→ YOUR TASK
Return each line below that contains the string "tree", copying those lines unchanged.

(Pointing and labeling entries)

= = = = =

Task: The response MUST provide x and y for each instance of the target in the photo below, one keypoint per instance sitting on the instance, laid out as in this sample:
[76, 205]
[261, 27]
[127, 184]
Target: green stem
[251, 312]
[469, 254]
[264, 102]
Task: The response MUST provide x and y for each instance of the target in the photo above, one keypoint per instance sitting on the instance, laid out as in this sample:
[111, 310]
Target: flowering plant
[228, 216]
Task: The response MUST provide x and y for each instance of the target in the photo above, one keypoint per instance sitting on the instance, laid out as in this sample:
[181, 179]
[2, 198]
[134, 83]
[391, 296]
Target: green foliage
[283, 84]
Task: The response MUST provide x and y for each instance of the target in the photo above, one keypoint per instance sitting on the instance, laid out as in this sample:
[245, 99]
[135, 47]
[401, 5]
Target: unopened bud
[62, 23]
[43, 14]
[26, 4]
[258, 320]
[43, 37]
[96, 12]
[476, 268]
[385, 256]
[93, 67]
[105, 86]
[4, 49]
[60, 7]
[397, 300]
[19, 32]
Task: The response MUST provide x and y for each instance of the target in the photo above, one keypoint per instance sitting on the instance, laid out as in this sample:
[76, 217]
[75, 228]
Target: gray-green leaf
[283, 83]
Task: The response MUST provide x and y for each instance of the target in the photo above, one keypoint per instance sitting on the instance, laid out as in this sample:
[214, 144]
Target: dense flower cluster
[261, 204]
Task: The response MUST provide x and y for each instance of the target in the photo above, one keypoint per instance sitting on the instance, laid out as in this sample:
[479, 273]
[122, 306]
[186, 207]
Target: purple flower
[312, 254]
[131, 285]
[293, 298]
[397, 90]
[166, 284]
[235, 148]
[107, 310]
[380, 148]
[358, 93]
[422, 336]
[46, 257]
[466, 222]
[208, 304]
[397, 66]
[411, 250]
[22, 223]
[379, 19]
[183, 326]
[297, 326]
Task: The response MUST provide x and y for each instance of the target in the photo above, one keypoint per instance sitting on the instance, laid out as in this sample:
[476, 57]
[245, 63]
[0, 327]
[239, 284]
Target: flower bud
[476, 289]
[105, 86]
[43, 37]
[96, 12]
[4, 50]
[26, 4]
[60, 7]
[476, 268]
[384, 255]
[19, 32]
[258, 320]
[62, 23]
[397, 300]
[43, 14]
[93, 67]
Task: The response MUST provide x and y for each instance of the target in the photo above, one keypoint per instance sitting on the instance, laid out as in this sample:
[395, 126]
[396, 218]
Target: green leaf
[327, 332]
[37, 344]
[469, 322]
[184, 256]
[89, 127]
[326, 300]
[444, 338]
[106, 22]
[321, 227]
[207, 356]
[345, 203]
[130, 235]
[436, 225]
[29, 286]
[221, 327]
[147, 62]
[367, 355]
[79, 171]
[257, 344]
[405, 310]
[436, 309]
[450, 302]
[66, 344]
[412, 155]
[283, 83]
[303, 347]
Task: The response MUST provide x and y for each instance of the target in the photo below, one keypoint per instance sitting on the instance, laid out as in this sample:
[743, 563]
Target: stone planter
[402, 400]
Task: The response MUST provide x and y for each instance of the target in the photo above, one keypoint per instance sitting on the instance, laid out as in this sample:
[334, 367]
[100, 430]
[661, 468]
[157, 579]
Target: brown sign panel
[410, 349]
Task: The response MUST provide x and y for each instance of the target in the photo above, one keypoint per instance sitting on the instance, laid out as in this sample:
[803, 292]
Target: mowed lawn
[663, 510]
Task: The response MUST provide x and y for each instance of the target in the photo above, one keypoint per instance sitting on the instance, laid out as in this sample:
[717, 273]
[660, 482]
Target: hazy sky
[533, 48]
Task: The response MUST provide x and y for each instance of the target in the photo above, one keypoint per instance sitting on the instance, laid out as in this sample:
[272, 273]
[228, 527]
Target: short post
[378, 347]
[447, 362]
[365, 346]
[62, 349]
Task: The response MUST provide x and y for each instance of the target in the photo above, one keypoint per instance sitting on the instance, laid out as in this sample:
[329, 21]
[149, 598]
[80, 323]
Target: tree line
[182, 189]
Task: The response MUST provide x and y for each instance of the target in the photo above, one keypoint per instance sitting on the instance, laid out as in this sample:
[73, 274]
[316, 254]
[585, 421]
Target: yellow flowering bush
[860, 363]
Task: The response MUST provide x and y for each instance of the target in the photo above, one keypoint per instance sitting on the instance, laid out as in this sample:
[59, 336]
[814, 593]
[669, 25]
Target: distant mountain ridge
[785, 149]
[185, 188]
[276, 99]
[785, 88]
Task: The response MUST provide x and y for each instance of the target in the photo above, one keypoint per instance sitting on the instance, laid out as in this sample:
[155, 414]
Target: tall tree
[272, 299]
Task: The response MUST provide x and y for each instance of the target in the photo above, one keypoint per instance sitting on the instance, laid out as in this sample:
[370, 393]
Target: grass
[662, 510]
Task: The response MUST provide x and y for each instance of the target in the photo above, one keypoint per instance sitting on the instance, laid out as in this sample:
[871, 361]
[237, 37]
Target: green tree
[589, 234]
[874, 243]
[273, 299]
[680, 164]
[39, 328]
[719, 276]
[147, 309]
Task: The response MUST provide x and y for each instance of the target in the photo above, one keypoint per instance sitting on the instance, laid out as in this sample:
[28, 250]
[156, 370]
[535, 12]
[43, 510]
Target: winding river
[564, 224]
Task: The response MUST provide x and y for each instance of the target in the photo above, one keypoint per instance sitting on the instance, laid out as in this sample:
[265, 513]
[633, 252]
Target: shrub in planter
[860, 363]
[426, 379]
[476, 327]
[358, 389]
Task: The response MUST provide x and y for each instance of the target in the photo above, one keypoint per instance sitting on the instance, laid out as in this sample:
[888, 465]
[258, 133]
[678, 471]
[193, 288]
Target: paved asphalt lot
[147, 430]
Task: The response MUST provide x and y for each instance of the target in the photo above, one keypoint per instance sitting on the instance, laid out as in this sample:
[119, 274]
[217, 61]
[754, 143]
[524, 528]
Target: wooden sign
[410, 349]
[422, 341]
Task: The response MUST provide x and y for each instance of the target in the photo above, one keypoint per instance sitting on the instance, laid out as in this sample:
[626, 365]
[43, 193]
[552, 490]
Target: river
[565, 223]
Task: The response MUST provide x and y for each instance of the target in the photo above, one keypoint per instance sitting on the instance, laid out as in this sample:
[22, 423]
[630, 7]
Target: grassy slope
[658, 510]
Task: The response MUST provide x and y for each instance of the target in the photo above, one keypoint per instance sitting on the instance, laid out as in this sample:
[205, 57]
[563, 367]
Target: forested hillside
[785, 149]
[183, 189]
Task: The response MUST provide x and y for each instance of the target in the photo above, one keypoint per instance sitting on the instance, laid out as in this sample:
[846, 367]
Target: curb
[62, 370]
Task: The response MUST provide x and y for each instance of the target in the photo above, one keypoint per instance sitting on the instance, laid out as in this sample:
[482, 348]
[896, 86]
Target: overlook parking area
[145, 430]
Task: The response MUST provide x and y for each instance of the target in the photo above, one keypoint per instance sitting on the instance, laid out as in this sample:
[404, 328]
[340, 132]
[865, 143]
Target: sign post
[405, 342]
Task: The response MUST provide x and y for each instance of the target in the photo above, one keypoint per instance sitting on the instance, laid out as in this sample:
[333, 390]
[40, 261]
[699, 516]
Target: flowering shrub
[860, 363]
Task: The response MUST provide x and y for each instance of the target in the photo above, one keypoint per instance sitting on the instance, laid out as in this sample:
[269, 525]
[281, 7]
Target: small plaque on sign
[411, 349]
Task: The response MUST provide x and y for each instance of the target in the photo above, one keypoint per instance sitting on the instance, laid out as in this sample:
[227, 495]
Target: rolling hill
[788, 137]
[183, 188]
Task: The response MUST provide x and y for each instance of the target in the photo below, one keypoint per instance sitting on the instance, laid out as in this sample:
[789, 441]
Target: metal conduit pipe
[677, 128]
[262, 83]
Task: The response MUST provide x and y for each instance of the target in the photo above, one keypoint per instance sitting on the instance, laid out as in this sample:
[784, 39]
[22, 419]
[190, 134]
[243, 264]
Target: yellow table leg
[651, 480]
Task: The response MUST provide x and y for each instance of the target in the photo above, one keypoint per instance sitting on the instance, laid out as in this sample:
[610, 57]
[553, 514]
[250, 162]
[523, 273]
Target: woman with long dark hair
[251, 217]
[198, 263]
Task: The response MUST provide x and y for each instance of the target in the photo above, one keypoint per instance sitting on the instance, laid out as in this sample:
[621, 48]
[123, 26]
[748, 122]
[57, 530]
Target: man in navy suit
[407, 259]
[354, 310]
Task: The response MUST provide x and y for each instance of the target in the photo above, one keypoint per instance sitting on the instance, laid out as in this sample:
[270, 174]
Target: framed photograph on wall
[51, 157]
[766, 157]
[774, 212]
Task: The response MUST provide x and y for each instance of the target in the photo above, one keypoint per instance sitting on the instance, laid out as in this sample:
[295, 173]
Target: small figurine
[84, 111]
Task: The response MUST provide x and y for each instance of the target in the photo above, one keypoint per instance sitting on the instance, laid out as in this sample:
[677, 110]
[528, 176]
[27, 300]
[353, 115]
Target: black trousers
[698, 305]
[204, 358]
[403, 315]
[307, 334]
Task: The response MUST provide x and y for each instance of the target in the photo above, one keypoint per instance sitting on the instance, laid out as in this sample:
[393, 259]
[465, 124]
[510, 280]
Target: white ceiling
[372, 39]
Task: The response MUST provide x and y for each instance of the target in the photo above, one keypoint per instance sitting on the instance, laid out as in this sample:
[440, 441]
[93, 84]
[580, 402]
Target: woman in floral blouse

= = = = =

→ EXERCISE OUTPUT
Target: tree line
Target: tall tree
Target: green tree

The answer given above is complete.